AIM OF THE TASK
Copy everything from the line containing "black jacket collar, returned" down to the end of the data, keeping each request line unchanged and offsetting every coordinate in the answers by 73.

ENTRIES SUPPLIED
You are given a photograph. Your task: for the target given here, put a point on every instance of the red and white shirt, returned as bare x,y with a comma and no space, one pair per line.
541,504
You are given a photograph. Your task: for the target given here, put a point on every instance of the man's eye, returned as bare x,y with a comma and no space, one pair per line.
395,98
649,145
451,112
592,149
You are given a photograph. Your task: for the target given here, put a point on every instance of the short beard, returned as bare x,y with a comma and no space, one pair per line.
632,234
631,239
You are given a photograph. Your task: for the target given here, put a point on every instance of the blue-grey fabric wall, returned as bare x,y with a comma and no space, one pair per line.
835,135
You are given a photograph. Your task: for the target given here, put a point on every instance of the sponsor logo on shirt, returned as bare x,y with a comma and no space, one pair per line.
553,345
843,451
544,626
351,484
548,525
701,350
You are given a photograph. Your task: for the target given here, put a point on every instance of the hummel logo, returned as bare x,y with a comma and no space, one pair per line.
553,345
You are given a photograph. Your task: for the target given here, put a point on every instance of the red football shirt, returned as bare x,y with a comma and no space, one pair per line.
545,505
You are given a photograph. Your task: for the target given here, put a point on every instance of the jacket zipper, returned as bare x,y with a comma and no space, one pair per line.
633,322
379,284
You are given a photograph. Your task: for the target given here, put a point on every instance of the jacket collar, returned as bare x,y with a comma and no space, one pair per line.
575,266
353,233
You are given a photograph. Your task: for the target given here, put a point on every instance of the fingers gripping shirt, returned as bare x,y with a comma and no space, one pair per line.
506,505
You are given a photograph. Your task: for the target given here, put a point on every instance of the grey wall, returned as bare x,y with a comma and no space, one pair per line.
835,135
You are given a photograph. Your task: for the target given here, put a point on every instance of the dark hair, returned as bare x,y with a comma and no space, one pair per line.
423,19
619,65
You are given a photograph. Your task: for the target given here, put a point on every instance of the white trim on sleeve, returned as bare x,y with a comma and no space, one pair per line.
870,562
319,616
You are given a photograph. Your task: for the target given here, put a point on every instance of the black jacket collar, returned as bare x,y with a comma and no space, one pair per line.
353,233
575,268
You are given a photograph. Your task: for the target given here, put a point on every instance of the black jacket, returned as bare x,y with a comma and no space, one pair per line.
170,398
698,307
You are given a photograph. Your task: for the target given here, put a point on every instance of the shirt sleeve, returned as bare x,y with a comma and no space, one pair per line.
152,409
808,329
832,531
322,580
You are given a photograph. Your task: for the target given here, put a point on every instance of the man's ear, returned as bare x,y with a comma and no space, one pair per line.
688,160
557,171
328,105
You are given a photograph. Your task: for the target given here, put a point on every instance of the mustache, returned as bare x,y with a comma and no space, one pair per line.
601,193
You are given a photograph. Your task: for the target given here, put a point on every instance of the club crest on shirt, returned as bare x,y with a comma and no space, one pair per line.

TASK ANSWER
You are given a photograph. Your task: for the target given here, put a point on every instance of the black jacket collar, returned as bare x,y with a comma and no space, one pair per line.
426,306
648,341
You are given a photograph. Your task: for the target given here, put a point on every instance of the black jacket, returned as bare x,y with a comma and no space, one pair per line.
243,471
771,380
You are given a photograph. Your task: for the target given here, put a point on every instance of the shirt sleeve, returned as bare x,y with a comma and no space, one pair per line.
225,482
881,402
905,604
395,653
You are given a photograph. Your task: for the target given here, put a point on every instance of the man's ear, returned as bare x,y with a comma and no space, one pair per line.
761,233
630,244
401,178
You are given a photograph. Your task: for the target given here, put a point on every instance of the mustache, returned as bare x,y with a comma and no space, one pair per line.
674,266
You are given a photograph. Your task: for the target given here, put a point on every instance of the club crest on shirt, returned as bare x,y with a comma and no space, one pair per line.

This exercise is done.